* Task
Line filter on the word "shirt": copy each matching line from the entries.

============

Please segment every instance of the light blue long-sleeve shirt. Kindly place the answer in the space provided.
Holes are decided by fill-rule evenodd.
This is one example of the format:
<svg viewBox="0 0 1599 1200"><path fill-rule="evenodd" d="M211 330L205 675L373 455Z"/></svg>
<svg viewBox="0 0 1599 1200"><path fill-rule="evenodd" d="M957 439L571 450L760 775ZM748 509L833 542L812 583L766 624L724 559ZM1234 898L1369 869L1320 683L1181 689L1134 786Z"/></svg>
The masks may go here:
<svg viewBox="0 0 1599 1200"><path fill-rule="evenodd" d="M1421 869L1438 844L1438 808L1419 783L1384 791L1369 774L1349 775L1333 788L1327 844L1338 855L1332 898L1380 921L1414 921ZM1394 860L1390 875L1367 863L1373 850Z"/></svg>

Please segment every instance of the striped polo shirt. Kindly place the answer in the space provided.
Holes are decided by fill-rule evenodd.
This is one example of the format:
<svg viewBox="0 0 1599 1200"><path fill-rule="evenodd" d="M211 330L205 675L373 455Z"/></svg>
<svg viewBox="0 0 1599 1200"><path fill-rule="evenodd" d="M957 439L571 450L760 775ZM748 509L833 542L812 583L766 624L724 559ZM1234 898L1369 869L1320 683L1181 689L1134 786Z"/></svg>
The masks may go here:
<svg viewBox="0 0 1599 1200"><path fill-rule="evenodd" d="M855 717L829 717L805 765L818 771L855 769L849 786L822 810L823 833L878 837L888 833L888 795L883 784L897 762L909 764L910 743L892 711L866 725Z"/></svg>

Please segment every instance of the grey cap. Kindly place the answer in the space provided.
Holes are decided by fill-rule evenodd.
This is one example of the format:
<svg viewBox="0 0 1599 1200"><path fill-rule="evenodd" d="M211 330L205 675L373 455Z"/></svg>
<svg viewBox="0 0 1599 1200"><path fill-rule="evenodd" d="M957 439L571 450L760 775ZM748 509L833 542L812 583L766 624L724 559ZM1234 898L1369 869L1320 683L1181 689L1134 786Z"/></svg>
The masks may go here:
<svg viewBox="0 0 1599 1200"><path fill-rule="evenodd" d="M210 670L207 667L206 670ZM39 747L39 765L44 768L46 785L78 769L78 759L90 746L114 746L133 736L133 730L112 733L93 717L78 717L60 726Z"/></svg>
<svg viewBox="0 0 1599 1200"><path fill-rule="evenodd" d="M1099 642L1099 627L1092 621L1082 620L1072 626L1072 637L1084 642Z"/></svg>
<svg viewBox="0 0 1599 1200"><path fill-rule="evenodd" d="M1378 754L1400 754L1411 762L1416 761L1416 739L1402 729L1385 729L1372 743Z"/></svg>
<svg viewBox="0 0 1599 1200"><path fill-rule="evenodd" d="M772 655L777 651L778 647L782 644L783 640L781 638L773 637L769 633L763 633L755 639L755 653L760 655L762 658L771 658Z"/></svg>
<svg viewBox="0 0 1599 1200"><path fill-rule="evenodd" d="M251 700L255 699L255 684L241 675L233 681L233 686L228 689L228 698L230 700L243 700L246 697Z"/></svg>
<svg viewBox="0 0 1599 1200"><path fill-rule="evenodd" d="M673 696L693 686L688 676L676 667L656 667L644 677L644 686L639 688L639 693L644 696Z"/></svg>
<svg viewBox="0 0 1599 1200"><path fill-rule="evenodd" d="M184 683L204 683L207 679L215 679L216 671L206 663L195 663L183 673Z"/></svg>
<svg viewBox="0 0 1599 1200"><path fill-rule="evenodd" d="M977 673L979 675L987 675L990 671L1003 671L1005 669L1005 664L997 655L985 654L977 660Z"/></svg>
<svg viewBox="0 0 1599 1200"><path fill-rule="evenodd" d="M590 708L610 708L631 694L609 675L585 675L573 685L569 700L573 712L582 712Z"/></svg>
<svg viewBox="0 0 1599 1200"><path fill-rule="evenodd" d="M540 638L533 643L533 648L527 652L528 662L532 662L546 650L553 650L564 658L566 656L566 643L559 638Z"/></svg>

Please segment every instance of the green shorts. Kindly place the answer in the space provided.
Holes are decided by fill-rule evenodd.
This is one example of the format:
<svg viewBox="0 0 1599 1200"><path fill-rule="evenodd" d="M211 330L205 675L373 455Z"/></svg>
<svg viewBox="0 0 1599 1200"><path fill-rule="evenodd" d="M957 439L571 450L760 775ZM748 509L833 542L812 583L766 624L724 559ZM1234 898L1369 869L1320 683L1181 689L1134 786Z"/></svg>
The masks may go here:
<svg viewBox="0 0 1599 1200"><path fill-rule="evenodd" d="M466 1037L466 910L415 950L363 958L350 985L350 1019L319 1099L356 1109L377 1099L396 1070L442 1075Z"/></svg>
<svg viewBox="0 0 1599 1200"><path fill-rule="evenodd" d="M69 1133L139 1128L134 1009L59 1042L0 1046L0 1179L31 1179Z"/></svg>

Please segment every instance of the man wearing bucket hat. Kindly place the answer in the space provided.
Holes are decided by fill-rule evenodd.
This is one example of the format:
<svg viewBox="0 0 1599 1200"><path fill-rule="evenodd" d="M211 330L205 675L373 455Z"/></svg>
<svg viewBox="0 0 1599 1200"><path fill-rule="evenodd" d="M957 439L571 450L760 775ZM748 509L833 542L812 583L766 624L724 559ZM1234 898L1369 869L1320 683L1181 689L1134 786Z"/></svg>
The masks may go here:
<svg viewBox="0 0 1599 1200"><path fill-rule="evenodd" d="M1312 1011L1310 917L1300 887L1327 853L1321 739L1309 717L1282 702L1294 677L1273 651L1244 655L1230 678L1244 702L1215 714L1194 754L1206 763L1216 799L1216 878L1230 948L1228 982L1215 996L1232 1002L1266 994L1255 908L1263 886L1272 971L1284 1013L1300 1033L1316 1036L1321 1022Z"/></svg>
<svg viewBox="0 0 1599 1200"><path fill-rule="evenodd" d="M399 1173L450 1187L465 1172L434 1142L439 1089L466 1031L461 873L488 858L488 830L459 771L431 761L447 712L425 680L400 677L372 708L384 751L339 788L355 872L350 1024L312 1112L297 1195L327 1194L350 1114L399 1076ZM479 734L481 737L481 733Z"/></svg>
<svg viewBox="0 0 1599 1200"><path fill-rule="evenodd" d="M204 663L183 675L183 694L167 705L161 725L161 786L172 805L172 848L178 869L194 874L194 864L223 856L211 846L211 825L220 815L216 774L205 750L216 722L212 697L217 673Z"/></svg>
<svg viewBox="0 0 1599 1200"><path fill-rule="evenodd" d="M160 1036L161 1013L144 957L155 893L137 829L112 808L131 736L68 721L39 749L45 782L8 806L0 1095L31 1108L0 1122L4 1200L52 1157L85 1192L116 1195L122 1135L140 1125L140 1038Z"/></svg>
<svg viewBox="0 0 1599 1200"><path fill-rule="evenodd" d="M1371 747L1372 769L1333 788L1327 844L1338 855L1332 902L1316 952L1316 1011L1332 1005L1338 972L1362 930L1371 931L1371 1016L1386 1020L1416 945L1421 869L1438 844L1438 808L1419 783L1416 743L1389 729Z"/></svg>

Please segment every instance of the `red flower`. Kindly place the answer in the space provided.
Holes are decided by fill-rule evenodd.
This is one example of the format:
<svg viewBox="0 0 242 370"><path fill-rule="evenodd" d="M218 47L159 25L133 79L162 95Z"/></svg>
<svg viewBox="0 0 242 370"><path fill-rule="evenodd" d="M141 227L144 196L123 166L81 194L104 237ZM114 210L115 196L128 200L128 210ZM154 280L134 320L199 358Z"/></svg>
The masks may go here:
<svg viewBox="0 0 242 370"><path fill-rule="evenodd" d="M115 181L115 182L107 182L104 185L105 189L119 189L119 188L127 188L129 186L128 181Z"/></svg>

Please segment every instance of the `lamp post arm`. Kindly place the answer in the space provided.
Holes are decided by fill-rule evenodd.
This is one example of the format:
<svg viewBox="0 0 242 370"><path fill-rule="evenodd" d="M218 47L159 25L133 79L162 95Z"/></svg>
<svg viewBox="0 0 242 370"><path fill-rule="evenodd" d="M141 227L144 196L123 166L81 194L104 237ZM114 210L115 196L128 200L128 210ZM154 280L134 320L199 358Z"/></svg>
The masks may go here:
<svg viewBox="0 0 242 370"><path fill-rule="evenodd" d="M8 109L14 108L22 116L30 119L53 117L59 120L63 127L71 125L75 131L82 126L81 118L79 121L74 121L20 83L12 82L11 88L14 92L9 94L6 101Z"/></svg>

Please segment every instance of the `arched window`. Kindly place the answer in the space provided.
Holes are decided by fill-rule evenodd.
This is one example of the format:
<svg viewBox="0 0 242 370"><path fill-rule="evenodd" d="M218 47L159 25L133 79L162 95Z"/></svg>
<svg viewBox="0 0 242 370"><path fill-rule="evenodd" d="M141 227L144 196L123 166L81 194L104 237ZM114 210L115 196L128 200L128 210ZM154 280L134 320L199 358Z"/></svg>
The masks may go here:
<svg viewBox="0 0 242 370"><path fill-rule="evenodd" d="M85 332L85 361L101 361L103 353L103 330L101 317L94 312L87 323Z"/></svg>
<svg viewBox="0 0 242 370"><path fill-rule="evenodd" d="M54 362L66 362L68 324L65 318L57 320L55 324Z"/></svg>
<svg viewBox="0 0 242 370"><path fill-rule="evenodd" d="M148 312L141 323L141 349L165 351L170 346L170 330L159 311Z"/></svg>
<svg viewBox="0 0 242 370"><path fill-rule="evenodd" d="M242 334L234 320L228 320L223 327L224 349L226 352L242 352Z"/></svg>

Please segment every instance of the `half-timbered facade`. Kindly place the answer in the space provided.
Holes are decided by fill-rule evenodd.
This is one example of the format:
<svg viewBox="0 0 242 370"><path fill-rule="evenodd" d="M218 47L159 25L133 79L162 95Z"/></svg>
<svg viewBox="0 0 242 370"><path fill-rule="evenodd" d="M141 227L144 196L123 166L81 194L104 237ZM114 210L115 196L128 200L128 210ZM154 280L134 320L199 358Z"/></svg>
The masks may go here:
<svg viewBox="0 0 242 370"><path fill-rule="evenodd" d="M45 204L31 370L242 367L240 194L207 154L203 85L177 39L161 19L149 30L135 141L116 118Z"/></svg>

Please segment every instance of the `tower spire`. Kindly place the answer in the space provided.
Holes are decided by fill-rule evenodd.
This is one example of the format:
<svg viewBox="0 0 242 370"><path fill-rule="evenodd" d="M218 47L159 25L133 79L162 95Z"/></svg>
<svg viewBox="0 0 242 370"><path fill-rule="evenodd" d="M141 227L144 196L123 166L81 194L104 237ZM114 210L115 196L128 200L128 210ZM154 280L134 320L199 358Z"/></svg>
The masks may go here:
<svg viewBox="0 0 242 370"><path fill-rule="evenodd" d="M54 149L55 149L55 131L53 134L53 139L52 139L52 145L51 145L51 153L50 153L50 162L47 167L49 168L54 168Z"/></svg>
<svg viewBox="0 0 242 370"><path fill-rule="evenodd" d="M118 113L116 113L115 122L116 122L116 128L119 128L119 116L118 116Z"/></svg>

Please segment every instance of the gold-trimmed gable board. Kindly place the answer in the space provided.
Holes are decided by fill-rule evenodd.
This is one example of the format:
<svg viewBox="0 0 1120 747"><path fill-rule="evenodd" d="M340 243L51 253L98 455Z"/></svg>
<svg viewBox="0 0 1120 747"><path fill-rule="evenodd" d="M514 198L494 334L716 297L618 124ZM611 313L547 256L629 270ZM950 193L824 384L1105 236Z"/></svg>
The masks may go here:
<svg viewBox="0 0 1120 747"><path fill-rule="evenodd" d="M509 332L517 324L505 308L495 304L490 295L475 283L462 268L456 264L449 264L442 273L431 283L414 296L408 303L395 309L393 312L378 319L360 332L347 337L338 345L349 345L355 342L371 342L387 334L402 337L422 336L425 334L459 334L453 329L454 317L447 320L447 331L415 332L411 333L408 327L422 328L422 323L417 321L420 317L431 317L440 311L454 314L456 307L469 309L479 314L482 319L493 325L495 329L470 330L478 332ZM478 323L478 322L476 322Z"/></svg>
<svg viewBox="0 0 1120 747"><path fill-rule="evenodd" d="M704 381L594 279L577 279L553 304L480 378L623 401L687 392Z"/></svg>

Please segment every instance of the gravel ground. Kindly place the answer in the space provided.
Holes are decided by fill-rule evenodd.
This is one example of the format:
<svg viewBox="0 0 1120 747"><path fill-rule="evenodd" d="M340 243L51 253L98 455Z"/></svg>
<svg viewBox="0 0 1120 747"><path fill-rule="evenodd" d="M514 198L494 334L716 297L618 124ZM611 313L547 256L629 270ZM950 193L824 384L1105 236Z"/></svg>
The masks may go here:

============

* Result for this exercise
Please segment every instance of the light blue long-sleeve shirt. Kindly place the answer in the space provided.
Please segment every instance of the striped polo shirt. Kindly place the answer in the space provided.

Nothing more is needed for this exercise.